- [What this task involves] Please condense the paragraph in the regex forum thread that begins "I gave my self the task" into a short bulleted list that keeps its main facts.

======== Text segment ========

0

i am only practicing my regex so there is no real "question" as such. I don't want advising other NET methods can do this. This is all about me learning so please dont answer if it's not related to regex. Thank you.

I gave my self the task of matching duplicate words. I did this hard coding the word but asked my self what if we wanted ALL words. What i attempted to do was back reference into group One the first word and went from there. Been struggling all night.

An example word text format would be "The quick Brown Fox Jump over the Brown fence." As we can see The and Brown is repeated twice.

Expression:

(?i)(?<=\s*\1\.*)\s+(\w+)

Any tips or advice where i am going wrong is great. I got regex buddy fired up but still struggling. I am using VB.Net

Ňɏssa Pøngjǣrdenlarp
  • 38,411
  • 12
  • 59
  • 178
Sam Johnson
  • 307
  • 1
  • 2
  • 8

2 Answers2

1

what you have used in your codes are not "positive look-ahead", it is "look behind".

I have no experience with vb.net. but not all regex engines support look behind with dynamic length (like .*)

However your problem could be solved by positive look-ahead:

(\b\w+\b)(?=.*?\1)

======== Given entries ========

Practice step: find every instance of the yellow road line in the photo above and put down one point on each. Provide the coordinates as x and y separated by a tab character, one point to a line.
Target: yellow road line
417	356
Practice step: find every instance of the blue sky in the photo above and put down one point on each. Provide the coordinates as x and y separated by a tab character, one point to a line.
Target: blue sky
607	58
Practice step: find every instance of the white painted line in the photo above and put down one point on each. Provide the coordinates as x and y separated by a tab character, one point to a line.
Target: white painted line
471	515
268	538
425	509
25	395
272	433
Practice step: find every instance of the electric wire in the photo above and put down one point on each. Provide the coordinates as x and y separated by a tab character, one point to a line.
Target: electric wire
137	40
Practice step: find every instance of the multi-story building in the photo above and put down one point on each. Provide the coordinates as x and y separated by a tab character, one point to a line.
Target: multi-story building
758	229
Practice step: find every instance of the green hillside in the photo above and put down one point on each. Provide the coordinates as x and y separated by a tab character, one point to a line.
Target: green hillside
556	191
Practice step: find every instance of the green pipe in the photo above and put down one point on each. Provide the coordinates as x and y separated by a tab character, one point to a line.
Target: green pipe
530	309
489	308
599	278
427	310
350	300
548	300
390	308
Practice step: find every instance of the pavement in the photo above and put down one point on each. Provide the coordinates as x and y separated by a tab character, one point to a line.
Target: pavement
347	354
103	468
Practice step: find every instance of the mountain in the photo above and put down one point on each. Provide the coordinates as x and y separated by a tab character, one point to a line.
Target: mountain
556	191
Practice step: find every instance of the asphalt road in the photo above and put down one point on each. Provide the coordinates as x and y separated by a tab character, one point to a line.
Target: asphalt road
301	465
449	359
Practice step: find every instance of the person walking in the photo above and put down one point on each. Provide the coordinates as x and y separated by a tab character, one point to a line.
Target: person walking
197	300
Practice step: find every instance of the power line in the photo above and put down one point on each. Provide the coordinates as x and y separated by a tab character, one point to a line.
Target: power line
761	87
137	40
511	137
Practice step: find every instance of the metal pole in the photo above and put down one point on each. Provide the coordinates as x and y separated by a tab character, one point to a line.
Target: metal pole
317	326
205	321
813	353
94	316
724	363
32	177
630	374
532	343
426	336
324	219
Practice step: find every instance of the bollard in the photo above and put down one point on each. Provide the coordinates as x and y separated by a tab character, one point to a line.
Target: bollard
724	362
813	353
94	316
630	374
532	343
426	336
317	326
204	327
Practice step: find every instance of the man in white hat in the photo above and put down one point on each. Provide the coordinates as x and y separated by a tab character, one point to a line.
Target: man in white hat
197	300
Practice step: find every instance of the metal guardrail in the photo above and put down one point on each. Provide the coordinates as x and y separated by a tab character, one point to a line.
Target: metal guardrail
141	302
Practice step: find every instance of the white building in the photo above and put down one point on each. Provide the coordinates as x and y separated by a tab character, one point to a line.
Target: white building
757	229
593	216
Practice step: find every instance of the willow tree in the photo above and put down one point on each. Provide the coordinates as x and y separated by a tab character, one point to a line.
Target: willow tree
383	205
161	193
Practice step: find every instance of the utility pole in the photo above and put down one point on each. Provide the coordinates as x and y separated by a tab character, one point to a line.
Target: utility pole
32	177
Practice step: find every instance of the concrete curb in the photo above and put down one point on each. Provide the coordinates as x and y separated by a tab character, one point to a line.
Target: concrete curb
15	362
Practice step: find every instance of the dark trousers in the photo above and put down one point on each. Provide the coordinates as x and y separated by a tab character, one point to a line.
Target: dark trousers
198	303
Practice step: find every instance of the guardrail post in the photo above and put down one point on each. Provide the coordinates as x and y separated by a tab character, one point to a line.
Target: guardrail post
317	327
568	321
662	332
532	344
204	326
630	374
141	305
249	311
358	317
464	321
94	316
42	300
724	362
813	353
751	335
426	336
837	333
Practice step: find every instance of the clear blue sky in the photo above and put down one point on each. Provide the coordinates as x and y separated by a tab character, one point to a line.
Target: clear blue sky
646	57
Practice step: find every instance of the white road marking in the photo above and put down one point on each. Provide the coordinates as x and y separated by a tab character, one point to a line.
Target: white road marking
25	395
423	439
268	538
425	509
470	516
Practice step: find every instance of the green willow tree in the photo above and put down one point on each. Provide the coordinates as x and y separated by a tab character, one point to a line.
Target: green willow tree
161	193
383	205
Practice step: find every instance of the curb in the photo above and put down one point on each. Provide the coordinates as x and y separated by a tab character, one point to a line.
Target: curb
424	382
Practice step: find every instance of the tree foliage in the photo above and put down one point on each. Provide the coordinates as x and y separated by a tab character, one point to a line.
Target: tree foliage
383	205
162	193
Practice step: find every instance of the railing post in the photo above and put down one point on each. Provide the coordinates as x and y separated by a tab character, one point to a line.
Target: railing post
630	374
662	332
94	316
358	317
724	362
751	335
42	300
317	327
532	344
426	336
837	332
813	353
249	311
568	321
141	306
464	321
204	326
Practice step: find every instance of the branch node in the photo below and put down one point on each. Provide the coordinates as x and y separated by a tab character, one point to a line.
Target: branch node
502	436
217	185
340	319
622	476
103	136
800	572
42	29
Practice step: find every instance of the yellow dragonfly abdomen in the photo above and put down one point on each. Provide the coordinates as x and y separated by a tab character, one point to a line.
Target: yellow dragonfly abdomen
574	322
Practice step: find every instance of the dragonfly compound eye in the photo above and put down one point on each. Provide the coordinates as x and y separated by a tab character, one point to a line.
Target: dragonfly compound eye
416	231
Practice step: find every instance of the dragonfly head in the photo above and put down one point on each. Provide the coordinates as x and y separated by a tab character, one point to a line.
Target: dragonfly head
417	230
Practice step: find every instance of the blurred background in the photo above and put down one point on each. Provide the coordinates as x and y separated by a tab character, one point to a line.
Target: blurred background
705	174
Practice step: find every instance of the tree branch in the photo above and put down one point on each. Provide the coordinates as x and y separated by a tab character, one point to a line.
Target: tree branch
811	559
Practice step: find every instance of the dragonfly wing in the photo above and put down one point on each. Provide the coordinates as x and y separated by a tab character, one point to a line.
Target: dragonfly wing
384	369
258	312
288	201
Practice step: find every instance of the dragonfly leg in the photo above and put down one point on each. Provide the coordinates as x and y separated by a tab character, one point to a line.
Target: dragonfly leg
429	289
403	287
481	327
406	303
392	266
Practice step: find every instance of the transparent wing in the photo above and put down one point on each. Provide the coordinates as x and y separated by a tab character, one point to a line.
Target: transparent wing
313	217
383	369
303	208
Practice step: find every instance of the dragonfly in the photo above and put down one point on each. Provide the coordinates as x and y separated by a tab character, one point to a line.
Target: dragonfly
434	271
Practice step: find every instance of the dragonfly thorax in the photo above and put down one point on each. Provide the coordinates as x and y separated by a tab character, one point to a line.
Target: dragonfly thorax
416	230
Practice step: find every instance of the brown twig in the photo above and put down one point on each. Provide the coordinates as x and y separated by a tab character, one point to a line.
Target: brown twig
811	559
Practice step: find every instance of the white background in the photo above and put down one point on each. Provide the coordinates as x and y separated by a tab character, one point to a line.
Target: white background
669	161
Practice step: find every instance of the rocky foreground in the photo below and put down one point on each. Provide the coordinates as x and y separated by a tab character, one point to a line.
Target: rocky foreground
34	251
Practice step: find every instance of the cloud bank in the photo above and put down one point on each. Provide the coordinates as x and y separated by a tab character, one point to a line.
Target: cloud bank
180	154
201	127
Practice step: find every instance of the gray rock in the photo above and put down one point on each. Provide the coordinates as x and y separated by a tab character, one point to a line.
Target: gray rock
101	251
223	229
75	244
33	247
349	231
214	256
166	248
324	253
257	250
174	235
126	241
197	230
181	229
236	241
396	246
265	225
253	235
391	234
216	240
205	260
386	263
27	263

========
======== Given entries ========

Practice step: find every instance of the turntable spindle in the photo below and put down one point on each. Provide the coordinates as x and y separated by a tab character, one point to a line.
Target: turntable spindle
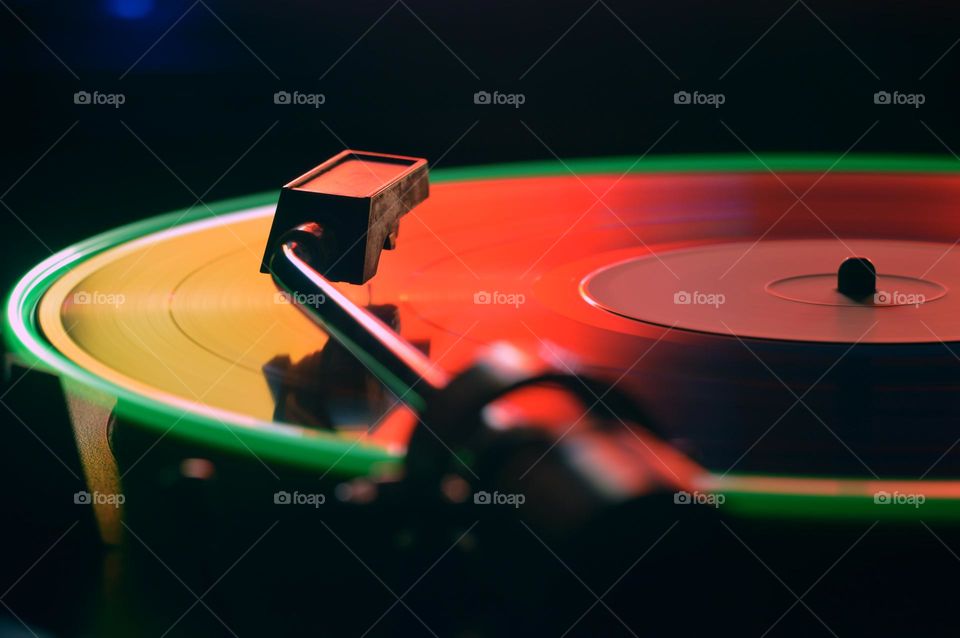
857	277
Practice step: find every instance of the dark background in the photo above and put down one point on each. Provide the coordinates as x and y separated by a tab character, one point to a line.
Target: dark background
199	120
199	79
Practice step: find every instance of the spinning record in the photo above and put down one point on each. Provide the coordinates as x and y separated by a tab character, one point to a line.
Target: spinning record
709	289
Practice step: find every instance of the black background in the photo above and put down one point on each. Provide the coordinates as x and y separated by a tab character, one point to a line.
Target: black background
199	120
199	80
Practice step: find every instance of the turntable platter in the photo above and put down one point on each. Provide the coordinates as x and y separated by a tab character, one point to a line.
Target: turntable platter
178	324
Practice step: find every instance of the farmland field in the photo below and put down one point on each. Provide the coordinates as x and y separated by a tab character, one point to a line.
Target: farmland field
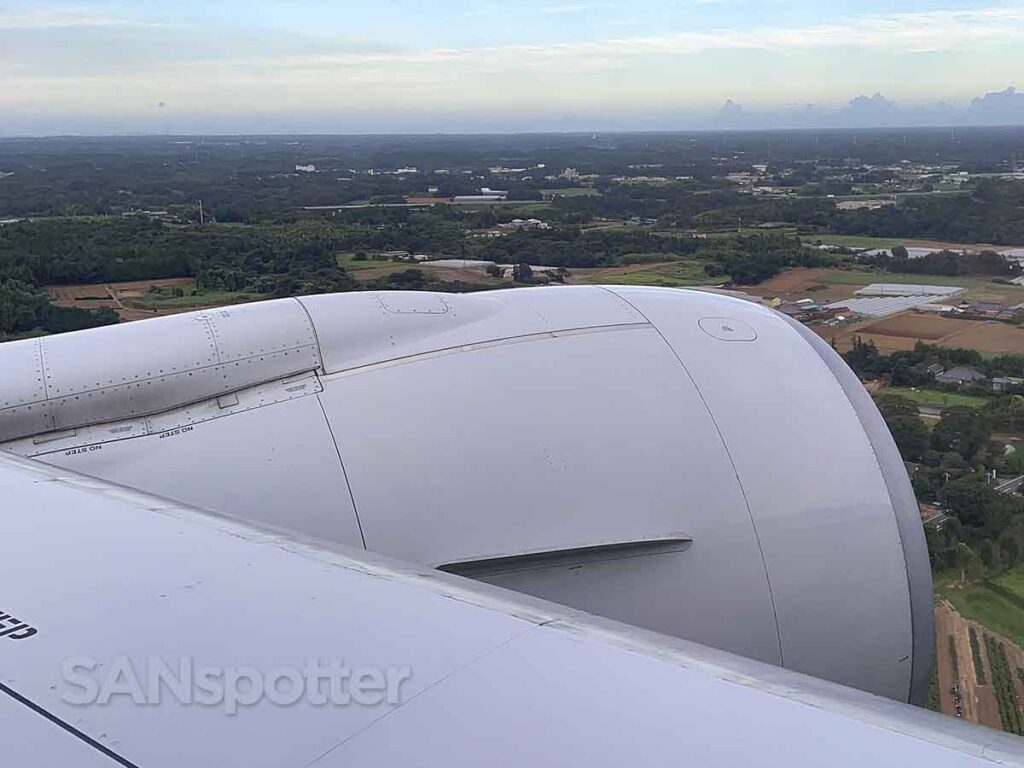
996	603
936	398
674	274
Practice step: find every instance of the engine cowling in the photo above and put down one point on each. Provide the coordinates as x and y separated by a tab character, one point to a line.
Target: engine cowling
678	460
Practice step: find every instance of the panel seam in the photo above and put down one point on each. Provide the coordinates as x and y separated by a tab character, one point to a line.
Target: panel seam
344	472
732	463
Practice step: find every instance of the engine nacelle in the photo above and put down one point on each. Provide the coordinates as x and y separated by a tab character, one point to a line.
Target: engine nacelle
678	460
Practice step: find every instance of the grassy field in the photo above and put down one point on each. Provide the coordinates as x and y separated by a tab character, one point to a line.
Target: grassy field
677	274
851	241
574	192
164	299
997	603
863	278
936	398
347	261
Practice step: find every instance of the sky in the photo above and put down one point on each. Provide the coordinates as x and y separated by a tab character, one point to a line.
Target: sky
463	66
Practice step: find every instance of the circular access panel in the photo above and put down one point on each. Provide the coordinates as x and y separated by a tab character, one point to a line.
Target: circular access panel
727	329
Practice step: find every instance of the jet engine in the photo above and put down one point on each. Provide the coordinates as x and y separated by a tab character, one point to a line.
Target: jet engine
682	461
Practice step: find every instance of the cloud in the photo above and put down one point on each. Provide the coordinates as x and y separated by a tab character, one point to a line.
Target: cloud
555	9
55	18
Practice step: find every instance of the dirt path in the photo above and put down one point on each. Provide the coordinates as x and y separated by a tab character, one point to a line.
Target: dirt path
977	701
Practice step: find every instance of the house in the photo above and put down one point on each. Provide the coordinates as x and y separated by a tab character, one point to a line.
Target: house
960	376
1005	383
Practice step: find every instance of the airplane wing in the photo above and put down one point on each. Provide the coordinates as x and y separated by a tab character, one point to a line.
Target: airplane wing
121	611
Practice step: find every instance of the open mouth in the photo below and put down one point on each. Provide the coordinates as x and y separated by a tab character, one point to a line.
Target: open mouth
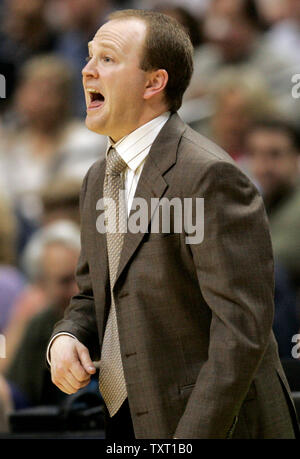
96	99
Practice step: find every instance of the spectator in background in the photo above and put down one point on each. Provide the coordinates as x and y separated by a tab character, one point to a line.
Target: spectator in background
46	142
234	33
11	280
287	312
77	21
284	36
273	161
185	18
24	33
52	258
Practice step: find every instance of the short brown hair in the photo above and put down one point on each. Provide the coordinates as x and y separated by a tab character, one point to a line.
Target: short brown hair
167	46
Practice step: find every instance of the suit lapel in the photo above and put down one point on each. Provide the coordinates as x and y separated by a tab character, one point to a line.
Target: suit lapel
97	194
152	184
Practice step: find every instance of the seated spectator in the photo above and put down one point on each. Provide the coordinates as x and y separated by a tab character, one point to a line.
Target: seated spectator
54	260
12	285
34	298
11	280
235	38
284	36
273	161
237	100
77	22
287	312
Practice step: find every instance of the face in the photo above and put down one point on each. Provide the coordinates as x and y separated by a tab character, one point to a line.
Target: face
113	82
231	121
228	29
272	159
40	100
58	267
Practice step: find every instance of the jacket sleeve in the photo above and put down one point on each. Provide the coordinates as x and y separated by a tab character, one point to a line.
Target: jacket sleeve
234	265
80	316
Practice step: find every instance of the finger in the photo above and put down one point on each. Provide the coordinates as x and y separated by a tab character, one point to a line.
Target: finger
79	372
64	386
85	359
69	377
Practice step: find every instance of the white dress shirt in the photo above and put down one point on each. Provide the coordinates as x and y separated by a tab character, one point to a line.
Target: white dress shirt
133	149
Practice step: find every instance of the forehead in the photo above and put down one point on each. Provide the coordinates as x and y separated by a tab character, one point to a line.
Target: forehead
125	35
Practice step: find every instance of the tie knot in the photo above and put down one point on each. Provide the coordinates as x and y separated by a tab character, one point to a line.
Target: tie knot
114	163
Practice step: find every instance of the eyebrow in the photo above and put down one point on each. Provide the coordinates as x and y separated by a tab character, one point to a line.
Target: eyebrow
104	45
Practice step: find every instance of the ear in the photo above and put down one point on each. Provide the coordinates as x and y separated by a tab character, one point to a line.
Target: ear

========

- [Task output]
- Self-assigned task: match duplicate words.
- Done first by hard-coding the word, then aimed at matching all words.
- Approach: back-reference the first word into group one and build from there.
- Result: a night of struggling.